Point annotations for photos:
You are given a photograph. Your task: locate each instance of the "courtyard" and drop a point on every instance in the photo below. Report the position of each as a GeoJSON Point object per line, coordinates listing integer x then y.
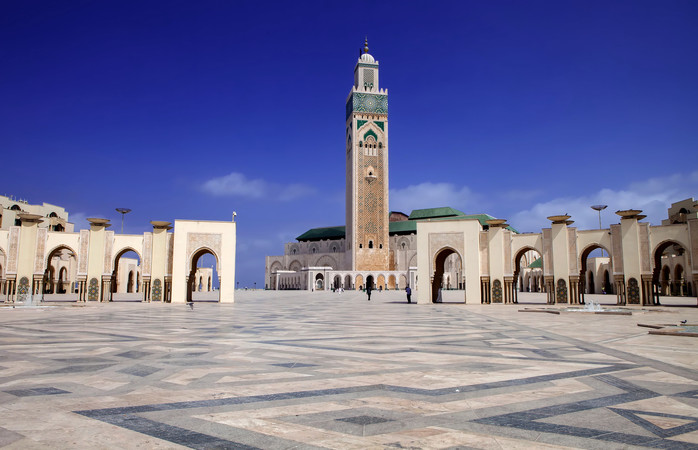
{"type": "Point", "coordinates": [296, 369]}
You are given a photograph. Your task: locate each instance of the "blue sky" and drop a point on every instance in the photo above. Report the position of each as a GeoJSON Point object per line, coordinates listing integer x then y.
{"type": "Point", "coordinates": [193, 110]}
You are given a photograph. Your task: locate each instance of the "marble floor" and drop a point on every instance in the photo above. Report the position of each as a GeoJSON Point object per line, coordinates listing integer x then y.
{"type": "Point", "coordinates": [280, 370]}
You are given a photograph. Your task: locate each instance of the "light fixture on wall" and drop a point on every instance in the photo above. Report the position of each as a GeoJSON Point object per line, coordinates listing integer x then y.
{"type": "Point", "coordinates": [600, 208]}
{"type": "Point", "coordinates": [123, 212]}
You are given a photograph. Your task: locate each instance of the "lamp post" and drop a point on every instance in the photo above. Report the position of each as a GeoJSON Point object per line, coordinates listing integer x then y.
{"type": "Point", "coordinates": [123, 212]}
{"type": "Point", "coordinates": [599, 208]}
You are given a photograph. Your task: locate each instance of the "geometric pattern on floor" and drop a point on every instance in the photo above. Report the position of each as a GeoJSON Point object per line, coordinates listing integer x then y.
{"type": "Point", "coordinates": [283, 370]}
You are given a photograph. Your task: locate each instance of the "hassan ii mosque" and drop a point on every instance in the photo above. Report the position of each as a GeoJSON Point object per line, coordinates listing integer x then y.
{"type": "Point", "coordinates": [443, 248]}
{"type": "Point", "coordinates": [42, 257]}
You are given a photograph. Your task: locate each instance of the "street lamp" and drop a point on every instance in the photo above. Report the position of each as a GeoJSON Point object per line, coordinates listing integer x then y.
{"type": "Point", "coordinates": [123, 212]}
{"type": "Point", "coordinates": [599, 208]}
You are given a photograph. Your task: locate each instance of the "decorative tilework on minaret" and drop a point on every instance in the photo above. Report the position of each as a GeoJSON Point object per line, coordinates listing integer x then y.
{"type": "Point", "coordinates": [367, 169]}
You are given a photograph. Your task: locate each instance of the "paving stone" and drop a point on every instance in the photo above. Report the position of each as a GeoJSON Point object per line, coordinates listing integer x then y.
{"type": "Point", "coordinates": [227, 376]}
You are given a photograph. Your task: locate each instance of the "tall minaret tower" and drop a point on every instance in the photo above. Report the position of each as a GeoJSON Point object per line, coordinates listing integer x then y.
{"type": "Point", "coordinates": [367, 169]}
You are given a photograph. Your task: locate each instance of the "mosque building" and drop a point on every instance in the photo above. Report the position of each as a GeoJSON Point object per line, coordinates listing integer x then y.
{"type": "Point", "coordinates": [441, 247]}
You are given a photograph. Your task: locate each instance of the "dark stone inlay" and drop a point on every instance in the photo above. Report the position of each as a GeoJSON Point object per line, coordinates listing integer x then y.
{"type": "Point", "coordinates": [633, 416]}
{"type": "Point", "coordinates": [133, 354]}
{"type": "Point", "coordinates": [140, 371]}
{"type": "Point", "coordinates": [80, 368]}
{"type": "Point", "coordinates": [294, 365]}
{"type": "Point", "coordinates": [365, 420]}
{"type": "Point", "coordinates": [36, 391]}
{"type": "Point", "coordinates": [173, 434]}
{"type": "Point", "coordinates": [687, 394]}
{"type": "Point", "coordinates": [84, 360]}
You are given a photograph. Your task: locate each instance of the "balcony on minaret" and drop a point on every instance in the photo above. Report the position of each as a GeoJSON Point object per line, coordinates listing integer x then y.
{"type": "Point", "coordinates": [370, 174]}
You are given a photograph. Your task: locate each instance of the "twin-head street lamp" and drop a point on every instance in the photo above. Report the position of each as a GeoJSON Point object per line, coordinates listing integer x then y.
{"type": "Point", "coordinates": [599, 208]}
{"type": "Point", "coordinates": [123, 212]}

▸ **Problem to work on**:
Quote the entries above word for word. Leave the images out.

▸ **Output of the exercise**:
You are given a photograph. Your task: locate each instance of the "courtyard" and drop a point on every instance in the photo below. Report the position of each as a GeoJSON Point object per line, coordinates listing integer x then y.
{"type": "Point", "coordinates": [296, 369]}
You are given a photograph. Your task: locate each instance of the "blue sky" and drop a point on every instance in the photo above. Report the position of each as a GeoJSON Point object per line, coordinates listing integer x then y.
{"type": "Point", "coordinates": [193, 110]}
You are given a photograph. Your task: locate each instance of the "marble floor" and drop a point on every instance in the photo above. Report the position of each as a GeoJSON Point object per line, coordinates listing integer x then y.
{"type": "Point", "coordinates": [280, 370]}
You are given a photograph. Your task: locate each instance of the "light fixture on wall" and drop a point on every instance in the photo above. Report the position of each as a GeoJSON Point object per line, coordinates listing integer x then y.
{"type": "Point", "coordinates": [600, 208]}
{"type": "Point", "coordinates": [123, 212]}
You are given a photograph. Your task: locate each instance of the "lamp post" and drop a point on every instance in the photo above. Report the position of each as a GeoJSON Point object per line, coordinates listing integer x then y.
{"type": "Point", "coordinates": [123, 212]}
{"type": "Point", "coordinates": [599, 208]}
You are given a photograph. Your task: locate each instance of the "geometric pattern on floor" and drop a point on every instance in the photo above. Report the position of each as a GeoJSON Point object per line, coordinates listing integer x then y.
{"type": "Point", "coordinates": [283, 370]}
You are given a photograph. Your task: locate each instance of the "hassan ii mosque" and drop a point on every instance in the photo above. Report the position of each as a GeoJSON Point object per line, coordinates listing integer x then y.
{"type": "Point", "coordinates": [443, 248]}
{"type": "Point", "coordinates": [42, 257]}
You are given a photograph. Your task: locate each instance of the "street lamp" and drop a point on every instance in the photo above. Report the position of each as a GeoJSON Point object per line, coordinates listing integer x then y.
{"type": "Point", "coordinates": [123, 212]}
{"type": "Point", "coordinates": [599, 208]}
You are given a photograph. Your task: locate each instance of the "decorative tilework on minaret" and drop a point on every instance in the photo above. Report the position of each as a GeoJSON Point object per line, coordinates listing integer x then y.
{"type": "Point", "coordinates": [367, 169]}
You are given a photograph. Your task: locate each instance of the "paving stone" and drop a point on every instance in the photo above. Report the position of each as a GeoJSON Point object per line, coordinates listing integer x then y.
{"type": "Point", "coordinates": [227, 376]}
You are given a photograph. Your task: locate each instance of the "tall minaret tower" and drop a point on every instance in the photo above. Report the position of each as a GeoJSON Point object per line, coordinates listing integer x then y.
{"type": "Point", "coordinates": [367, 169]}
You are given a photograph. Your task: locate each instance of the "mosque building" and drop a point on every instance in the photo above. Report the position of each as a GeoJSON Point object per line, coordinates listing integer x then y.
{"type": "Point", "coordinates": [441, 247]}
You are given a photograph. Your task: locate each instance of the "dark stone inlay" and drop a point on every instance in the photo above. Report the position of each as a GeoJSON Point object per line, coordinates listing integer x then y.
{"type": "Point", "coordinates": [633, 416]}
{"type": "Point", "coordinates": [133, 354]}
{"type": "Point", "coordinates": [140, 371]}
{"type": "Point", "coordinates": [80, 368]}
{"type": "Point", "coordinates": [294, 365]}
{"type": "Point", "coordinates": [365, 420]}
{"type": "Point", "coordinates": [36, 391]}
{"type": "Point", "coordinates": [173, 434]}
{"type": "Point", "coordinates": [687, 394]}
{"type": "Point", "coordinates": [84, 360]}
You are given a photograph. Your task: locate each instance of the "balcony on minaret" and drop a point on every instance in the photo above. Report the position of each as a GeoJSON Point object per line, coordinates listing integer x then y.
{"type": "Point", "coordinates": [370, 174]}
You are given a photograph. Your task: locate each instance of the "twin-head street lamp" and drop a point on every instance in the photo above. Report the position of each as a GeoJSON Point object per line, coordinates listing integer x then y.
{"type": "Point", "coordinates": [599, 208]}
{"type": "Point", "coordinates": [123, 212]}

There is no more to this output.